[Task requirements] Repeat, exactly as written, the line containing "Target: woman's arm" and each line after it through the end of the data.

[Available data]

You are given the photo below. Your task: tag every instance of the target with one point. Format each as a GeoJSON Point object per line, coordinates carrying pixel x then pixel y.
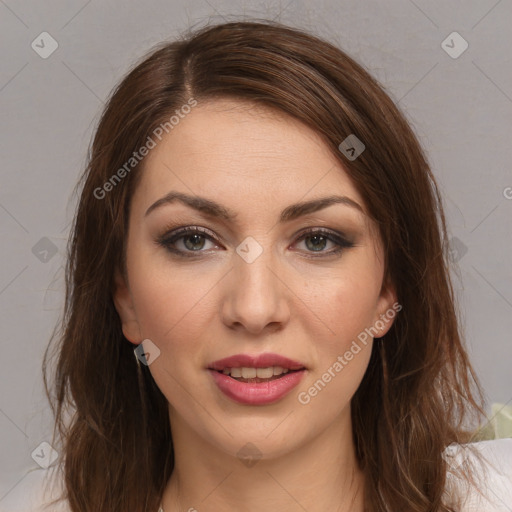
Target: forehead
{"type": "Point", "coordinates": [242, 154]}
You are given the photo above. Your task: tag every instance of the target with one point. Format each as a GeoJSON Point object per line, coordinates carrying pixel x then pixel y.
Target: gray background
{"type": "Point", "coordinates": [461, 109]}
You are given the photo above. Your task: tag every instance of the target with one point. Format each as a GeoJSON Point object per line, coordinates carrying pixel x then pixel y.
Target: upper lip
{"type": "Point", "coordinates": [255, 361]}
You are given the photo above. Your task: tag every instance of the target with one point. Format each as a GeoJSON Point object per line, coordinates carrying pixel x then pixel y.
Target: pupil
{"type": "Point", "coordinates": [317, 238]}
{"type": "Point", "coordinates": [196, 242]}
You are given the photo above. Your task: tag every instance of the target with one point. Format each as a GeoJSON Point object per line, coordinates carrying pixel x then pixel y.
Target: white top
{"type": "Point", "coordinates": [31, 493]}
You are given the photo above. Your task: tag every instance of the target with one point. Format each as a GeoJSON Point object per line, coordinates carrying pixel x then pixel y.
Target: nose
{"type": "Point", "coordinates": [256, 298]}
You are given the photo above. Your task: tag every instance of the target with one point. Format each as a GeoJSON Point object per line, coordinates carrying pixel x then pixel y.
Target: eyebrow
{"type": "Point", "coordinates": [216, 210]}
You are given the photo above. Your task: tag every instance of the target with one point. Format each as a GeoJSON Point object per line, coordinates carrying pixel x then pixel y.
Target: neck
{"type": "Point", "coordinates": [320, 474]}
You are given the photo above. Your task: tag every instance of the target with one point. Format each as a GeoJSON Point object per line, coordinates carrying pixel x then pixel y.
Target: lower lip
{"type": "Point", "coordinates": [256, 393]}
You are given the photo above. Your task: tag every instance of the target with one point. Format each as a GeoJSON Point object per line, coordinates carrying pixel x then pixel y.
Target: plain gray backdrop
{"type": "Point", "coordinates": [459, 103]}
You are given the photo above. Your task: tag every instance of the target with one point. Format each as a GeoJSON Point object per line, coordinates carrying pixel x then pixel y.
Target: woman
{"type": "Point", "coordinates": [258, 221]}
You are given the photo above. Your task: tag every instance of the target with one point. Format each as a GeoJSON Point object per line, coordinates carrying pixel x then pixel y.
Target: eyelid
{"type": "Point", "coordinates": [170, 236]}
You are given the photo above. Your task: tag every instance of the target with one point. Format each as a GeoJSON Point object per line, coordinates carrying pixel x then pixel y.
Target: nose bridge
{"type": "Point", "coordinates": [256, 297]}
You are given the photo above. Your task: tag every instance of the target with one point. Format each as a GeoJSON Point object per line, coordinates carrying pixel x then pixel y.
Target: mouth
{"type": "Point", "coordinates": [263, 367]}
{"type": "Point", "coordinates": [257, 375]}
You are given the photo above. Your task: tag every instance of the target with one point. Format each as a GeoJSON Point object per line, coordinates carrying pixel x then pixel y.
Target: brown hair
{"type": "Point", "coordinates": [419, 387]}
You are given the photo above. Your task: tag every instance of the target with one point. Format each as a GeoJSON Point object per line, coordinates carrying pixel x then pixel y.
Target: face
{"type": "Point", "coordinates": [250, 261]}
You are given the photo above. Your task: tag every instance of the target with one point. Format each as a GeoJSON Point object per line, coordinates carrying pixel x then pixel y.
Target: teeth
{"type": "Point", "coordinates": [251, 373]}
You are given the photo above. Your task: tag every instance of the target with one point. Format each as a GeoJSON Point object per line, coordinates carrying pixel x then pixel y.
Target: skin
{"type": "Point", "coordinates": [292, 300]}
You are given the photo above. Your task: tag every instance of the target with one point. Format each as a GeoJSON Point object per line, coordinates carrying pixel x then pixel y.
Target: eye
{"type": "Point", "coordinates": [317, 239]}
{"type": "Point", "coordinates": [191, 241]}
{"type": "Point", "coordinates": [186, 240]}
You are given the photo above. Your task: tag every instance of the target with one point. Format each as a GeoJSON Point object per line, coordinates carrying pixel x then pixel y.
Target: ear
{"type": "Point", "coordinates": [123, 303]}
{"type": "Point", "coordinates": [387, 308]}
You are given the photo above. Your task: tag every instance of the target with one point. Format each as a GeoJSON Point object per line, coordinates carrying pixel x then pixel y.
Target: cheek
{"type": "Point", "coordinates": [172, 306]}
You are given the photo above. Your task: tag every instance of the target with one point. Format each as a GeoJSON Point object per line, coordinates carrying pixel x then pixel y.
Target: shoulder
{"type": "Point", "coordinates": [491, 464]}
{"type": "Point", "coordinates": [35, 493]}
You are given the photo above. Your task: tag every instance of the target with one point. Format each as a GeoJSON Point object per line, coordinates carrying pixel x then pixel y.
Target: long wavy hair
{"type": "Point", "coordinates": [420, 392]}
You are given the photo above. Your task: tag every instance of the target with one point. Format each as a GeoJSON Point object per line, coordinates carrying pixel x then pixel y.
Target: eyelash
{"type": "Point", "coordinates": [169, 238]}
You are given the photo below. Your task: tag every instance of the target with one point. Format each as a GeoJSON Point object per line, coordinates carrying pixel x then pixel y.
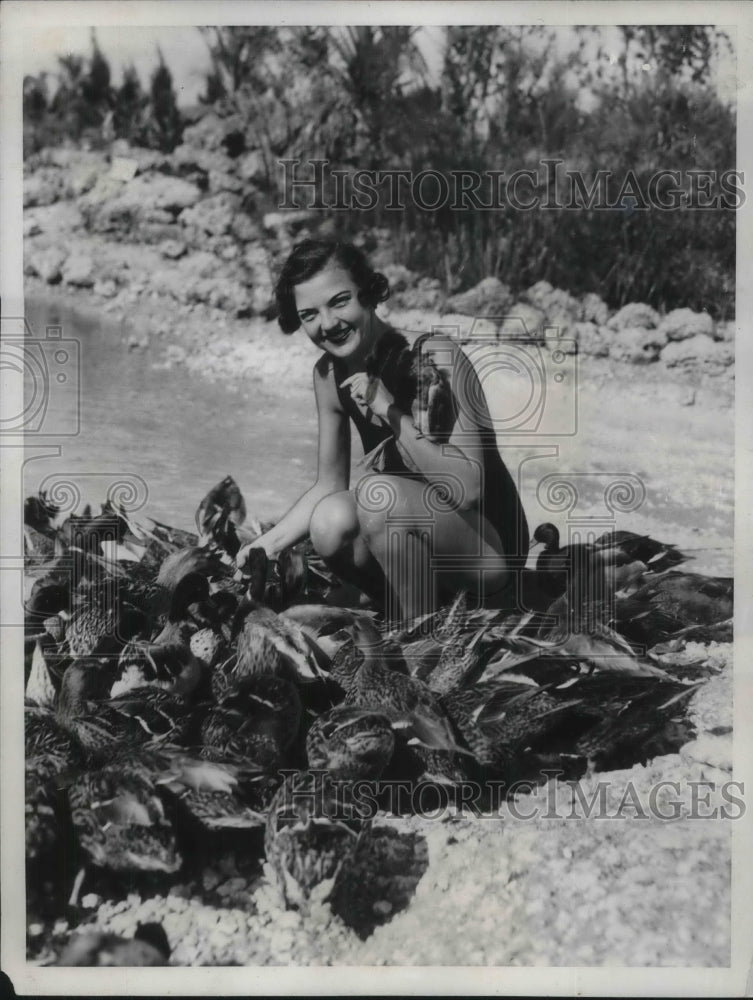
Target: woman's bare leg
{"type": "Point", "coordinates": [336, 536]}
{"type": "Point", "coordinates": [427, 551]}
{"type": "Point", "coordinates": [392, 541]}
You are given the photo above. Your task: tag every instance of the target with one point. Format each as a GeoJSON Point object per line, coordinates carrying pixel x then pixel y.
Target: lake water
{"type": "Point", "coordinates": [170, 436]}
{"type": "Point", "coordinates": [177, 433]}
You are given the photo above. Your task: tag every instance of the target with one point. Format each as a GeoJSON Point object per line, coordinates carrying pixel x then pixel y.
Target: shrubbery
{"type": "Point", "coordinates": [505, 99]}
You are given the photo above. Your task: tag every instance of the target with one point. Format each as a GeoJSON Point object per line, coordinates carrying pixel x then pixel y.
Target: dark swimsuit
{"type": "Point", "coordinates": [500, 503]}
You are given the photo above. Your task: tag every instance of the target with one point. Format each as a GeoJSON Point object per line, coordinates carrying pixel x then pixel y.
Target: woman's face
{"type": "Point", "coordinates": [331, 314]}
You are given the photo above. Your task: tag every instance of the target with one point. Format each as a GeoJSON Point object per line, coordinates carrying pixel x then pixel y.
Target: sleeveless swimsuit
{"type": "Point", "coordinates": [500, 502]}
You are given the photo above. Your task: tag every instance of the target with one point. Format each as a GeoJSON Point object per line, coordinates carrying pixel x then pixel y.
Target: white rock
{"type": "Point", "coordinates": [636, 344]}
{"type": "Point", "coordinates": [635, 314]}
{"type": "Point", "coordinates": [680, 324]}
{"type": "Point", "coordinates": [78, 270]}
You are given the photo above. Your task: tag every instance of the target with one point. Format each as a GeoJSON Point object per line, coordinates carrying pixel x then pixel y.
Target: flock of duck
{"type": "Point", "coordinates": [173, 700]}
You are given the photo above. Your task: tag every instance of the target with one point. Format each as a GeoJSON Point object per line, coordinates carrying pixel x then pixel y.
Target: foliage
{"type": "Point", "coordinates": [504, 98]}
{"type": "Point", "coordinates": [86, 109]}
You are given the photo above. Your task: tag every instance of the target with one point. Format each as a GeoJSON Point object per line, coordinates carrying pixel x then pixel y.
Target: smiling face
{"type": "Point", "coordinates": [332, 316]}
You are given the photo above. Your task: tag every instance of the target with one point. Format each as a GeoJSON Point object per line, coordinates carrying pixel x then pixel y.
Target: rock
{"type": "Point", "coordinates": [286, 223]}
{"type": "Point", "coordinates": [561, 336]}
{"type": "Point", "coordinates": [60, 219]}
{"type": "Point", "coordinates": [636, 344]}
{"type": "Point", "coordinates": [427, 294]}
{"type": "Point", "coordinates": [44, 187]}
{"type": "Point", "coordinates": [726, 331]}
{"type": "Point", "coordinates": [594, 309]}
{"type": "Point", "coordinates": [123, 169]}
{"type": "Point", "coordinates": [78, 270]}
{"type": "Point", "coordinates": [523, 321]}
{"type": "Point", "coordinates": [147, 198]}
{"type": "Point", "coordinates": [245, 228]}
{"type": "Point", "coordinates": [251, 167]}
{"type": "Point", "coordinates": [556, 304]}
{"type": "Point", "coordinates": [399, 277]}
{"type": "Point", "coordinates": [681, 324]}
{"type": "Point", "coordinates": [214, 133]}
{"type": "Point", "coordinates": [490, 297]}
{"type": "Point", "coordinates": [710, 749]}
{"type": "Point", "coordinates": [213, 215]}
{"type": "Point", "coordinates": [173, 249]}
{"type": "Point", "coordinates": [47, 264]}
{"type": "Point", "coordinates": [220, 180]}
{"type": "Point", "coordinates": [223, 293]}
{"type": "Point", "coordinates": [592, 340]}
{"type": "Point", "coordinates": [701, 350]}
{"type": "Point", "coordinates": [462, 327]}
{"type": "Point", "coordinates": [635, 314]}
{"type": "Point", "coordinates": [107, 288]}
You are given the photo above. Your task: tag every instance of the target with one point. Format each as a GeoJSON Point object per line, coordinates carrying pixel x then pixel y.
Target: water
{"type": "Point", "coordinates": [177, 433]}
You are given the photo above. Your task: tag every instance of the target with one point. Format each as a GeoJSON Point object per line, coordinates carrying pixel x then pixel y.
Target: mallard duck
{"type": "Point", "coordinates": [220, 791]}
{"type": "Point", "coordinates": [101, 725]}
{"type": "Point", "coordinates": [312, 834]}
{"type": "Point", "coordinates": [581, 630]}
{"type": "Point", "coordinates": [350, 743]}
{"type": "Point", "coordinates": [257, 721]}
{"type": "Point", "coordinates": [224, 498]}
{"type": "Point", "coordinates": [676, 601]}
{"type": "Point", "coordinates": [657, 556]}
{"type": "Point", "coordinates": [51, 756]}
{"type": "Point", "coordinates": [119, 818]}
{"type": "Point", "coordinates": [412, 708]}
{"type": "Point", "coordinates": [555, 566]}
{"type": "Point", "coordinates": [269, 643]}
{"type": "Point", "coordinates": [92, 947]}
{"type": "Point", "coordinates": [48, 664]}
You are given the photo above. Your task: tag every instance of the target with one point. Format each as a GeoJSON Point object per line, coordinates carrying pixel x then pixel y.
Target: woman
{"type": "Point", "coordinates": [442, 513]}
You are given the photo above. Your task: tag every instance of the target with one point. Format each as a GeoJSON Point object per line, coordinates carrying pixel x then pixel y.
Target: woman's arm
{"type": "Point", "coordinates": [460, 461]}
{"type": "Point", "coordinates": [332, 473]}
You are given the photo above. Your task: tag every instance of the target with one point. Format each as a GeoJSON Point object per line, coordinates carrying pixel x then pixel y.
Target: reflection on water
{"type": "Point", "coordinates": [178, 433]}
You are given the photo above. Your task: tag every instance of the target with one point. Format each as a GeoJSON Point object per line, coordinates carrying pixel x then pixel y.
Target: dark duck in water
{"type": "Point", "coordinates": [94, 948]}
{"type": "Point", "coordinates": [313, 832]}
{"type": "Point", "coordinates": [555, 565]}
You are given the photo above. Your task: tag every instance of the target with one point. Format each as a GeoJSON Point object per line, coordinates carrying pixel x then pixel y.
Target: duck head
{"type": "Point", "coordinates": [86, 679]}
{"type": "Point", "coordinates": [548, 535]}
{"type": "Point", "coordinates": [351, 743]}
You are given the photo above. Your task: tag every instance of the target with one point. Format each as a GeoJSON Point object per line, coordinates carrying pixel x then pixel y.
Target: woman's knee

[Response]
Target: woman's arm
{"type": "Point", "coordinates": [460, 461]}
{"type": "Point", "coordinates": [332, 473]}
You are given the photo above. Your task: tag every instance of the target with one point. Format each as a GeoJSON Point object per line, coordinates carrying pixel x then pixel y.
Target: reflection on water
{"type": "Point", "coordinates": [178, 433]}
You are given the photo above. Your task: tag every instance of the target with one point. Format each as a GeoJSON Point object per line, coordinates carrying pixel x then pixel y.
Target: dark duck in water
{"type": "Point", "coordinates": [94, 948]}
{"type": "Point", "coordinates": [313, 832]}
{"type": "Point", "coordinates": [555, 565]}
You are given the photo above. Your task: tag every instance of the target with one point. Format each as a GeoJSON Point object per line, coordinates carrying pixel x then pixel y.
Target: duck head
{"type": "Point", "coordinates": [86, 679]}
{"type": "Point", "coordinates": [548, 535]}
{"type": "Point", "coordinates": [351, 743]}
You are given the photo above. Your task: tag every instance of the target with one point. Format each as a GeoJSON Point object per line, coordinates carrying pixel x then pixel y.
Target: woman's knee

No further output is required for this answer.